#### To-do list
1: In the I.M. Pei interview, who built Fort Tüngen?
2: Change "exceptional" to "unusual" in the I.M. Pei interview, giving the passage that starts at "AR: So do these" and ends after "Museum on my own.".
3: Write what comes next in the I.M. Pei interview, picking up after its final line.

#### Excerpted text
--- BEGIN ---
At the twilight of his career,
I.M. Pei shows few signs of slowing down

Modernism's elder statesman looks back over 50 years and forward to finishing new museums on three continents
By Robert Ivy, FAIA

I.M. Pei's agility with the Modern form has garnered him prestigious commissions for museums and cultural institutions throughout his career, from the East Building of the National Gallery of Art (winner of this year's AIA 25 Year Award) to an addition and renovation of the centuries-old Louvre to a new wing for temporary exhibitions at the German Historical Museum in Berlin (pictured at left). Although he's been officially retired for more than a decade, Pei still has projects on his plate and a twice-a-week-at-the-office habit. Shortly after the AIA Accent on Architecture dinner on March 3 in Washington, D.C., editor in chief Robert Ivy visited Pei at his office in Lower Manhattan, where they discussed the evolution of Pei's design thinking, the importance of working abroad, and his current slate of projects.

AR: You say you have retired, but you continue to be involved in projects. What are you working on right now?

IMP: I haven’t taken any new projects in the past three years—I told myself, if I cannot live long enough to finish it, I don’t want it. So I have three projects now. The first one is the Musée d’Arte Moderne in Luxembourg, which is under construction right now. The museum will be located on top of an old, old fortress, Fort Tüngen, which the Austrians built in the 1800s. The client is the State of Luxembourg. I accepted the commission for the project in 1990 or 1991, after I retired, but it began only six months ago—it was stopped altogether five or six years for various reasons. The second project is a museum in my hometown of Suzhou, China. And I am also designing the Museum of Islamic Art in the Middle East, in Qatar.

AR: So do these projects involve design work, or development work and decisions about construction?

IMP: It’s a little bit of each. I just completed the design for the museum in Qatar, which I accepted about two and a half years ago. It’s now under construction, but that’s an exceptional one, because usually it takes longer than that. I’m doing most of the work on the Suzhou Museum on my own.

AR: That’s a very active, demanding schedule.

IMP: I’ve been active all my life. In 1990 I retired from my firm, I.M. Pei & Partners, and for two years I didn’t do much. Then I started to get kind of antsy, so I decided, I’m going to do some more work. And I chose to do work outside the U.S. because I’ve spent 45 years here and I wanted to learn more about what’s happening in the rest of the world. So I travel to the Middle East, I travel to China, I travel to Europe. It’s all very rewarding—the only problem is the travel is getting more and more difficult for me now. Ten years ago I would have enjoyed it a lot more.

And my projects have typically taken a long time to complete. Buildings might take on average about five to seven years to finish, but in my case it’s been longer, because the projects I have accepted within the past 15 years have been mostly government projects, and those involve some politics and funding issues, and approvals and so forth. So they’re slower.

AR: Tell me about the museum you’re designing in your hometown in China.
--- END ---
#### Excerpted records
--- BEGIN ---
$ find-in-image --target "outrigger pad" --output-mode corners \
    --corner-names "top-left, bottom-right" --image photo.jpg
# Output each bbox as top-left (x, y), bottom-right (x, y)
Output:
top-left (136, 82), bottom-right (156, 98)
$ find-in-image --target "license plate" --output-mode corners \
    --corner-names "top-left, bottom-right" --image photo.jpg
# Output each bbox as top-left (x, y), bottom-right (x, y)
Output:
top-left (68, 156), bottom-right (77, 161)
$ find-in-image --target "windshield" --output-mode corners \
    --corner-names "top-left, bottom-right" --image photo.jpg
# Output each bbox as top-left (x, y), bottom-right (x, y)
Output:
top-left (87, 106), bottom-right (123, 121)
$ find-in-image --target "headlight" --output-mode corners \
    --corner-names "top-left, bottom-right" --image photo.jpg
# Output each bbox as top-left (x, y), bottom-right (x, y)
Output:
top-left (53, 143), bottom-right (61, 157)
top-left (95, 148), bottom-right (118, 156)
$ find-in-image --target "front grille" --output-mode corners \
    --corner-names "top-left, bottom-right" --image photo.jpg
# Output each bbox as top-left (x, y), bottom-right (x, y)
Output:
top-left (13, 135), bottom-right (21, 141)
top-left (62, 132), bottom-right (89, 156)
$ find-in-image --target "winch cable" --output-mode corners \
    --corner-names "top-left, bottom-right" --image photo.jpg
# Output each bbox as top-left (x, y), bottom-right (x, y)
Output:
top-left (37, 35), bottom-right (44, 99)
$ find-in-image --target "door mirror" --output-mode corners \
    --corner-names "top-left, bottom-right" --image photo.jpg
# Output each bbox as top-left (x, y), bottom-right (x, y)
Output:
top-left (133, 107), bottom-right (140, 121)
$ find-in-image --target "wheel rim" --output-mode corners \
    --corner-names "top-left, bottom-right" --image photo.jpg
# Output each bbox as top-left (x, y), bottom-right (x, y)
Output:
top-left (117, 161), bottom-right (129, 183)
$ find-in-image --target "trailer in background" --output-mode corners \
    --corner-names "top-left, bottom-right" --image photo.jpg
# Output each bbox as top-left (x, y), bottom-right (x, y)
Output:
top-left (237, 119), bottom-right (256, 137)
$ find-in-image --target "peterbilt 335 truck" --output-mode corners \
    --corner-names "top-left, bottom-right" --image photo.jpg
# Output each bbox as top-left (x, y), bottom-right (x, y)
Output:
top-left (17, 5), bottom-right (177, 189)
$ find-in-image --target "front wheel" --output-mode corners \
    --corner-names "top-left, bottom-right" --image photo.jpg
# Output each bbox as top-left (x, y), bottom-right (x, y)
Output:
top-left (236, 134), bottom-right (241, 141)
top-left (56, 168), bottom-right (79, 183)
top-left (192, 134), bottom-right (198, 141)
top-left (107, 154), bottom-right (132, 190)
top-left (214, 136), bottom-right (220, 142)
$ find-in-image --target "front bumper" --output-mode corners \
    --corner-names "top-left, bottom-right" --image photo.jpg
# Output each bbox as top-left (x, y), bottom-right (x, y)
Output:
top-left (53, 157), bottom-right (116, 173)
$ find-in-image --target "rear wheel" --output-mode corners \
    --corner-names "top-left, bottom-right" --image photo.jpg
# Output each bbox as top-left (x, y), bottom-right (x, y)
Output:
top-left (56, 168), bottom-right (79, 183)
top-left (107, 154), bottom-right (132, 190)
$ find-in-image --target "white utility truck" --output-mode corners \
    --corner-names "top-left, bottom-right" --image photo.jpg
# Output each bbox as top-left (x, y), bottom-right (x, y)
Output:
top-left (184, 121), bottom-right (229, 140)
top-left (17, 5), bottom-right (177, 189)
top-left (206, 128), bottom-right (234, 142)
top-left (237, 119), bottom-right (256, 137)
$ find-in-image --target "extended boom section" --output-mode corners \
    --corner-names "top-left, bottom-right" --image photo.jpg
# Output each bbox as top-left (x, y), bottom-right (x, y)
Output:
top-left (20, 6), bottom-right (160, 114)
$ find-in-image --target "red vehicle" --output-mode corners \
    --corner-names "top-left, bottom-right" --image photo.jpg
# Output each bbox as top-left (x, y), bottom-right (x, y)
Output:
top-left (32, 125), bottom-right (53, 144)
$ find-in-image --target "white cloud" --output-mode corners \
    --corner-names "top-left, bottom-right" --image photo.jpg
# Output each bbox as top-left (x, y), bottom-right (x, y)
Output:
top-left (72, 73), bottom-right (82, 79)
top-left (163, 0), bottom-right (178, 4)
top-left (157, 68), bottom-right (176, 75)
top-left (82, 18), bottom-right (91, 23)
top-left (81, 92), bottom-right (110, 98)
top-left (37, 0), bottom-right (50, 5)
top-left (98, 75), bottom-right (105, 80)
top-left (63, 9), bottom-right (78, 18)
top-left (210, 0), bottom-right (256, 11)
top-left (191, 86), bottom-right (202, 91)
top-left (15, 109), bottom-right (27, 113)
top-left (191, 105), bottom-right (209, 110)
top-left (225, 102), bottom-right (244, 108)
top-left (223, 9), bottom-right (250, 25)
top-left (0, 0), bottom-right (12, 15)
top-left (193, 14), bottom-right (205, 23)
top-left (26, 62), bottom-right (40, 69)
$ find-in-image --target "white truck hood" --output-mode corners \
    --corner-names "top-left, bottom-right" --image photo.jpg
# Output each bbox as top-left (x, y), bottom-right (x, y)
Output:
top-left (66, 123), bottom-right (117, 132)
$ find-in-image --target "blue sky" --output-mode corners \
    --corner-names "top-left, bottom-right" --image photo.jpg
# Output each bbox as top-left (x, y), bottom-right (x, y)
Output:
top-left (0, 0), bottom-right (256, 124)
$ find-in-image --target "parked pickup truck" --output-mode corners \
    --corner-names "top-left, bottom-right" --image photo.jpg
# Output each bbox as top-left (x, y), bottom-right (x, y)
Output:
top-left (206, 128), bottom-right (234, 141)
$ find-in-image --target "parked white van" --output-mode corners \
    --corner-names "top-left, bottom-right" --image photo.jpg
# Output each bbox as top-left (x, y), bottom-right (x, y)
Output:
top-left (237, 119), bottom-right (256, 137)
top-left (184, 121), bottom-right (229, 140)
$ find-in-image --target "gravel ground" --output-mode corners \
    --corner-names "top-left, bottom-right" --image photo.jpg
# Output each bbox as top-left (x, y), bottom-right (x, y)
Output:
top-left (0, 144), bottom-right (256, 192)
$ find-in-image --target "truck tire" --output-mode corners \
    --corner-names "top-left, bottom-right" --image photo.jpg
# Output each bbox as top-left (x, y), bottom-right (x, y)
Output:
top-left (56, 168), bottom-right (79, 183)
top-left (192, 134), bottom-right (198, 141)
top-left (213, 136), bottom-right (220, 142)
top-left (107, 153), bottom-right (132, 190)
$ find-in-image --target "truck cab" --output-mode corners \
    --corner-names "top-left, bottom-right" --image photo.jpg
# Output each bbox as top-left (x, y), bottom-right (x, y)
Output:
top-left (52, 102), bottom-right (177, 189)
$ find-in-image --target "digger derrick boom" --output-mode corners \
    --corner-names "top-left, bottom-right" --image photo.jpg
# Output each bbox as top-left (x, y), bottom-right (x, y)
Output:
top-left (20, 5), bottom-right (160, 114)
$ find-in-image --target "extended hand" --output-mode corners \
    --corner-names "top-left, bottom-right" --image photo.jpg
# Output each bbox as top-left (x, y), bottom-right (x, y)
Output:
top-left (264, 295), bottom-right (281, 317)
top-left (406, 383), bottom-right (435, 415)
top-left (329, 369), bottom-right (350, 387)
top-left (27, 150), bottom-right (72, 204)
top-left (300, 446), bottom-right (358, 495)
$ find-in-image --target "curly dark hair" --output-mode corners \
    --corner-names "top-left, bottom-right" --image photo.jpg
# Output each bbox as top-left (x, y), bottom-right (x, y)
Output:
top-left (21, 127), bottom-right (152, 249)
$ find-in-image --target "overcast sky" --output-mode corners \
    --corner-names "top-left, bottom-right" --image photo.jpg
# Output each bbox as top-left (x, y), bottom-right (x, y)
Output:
--- END ---
#### Outputs for the tasks
1: The Austrians built it, in the 1800s.

2:
AR: So do these projects involve design work, or development work and decisions about construction?

IMP: It’s a little bit of each. I just completed the design for the museum in Qatar, which I accepted about two and a half years ago. It’s now under construction, but that’s an unusual one, because usually it takes longer than that. I’m doing most of the work on the Suzhou Museum on my own.

3:
IMP: When this commission came, it was very special. I was born in Suzhou, a city not very far from Shanghai. It’s a very interesting town—there is a long artist’s tradition there, especially during the Ming and Ching dynasties, which produced many, many scholars and painters and so forth. That’s where my family lived for 600, 700 years. When the mayor first came to me about designing a museum, I said no, it’s too far away. They invited me to go back six or seven years ago, and I always tried to say no. But finally, a couple of years ago I accepted it. The location could not be more exciting. It’s a very special site, surrounded by a wonderful garden. I thought the project would touch on my relationship with my past, my ancestors, my old home. The building is now under construction. It has two more years to go before it’s complete.

AR: How about your other projects? Say, the museum in Luxembourg?

IMP: That project came to me after I had completed the Louvre. I was approached by the prime minister of Luxembourg and asked to design a museum for modern art, near the fortress [Fort Thüngen], which is being turned into a museum as well. It wasn’t as big of a challenge as the Louvre, but I was very interested in it. For instance, I wanted to know why the building would be located on top of a fortress. Luxembourg was and still is today a crossroads, the place where Germany meets the rest of Europe. The country lost part of its territory to Belgium in the 1800s, and during World Wars I and II the German military overran it. The fortress was the natural symbol, the physical symbol of the country. Very few people have visited Luxembourg—when I went there and looked at it, I said, my God, it’s built on a rock. And within the rock they had a castle, and within the city there’s a network of tunnels so the residents could move around and defend themselves. That was of great interest to me. I was curious to know how Luxembourg remained an independent country—that’s why I accepted the commission.

AR: Let’s go back and talk about a few of your past projects. Your work at the Louvre represented one of the first instances of an architect being employed by a major government agency in a way that gave you a prominent role in the country’s self-image. Could you talk about that? Were you consciously aware of how important the Louvre was to them at that time?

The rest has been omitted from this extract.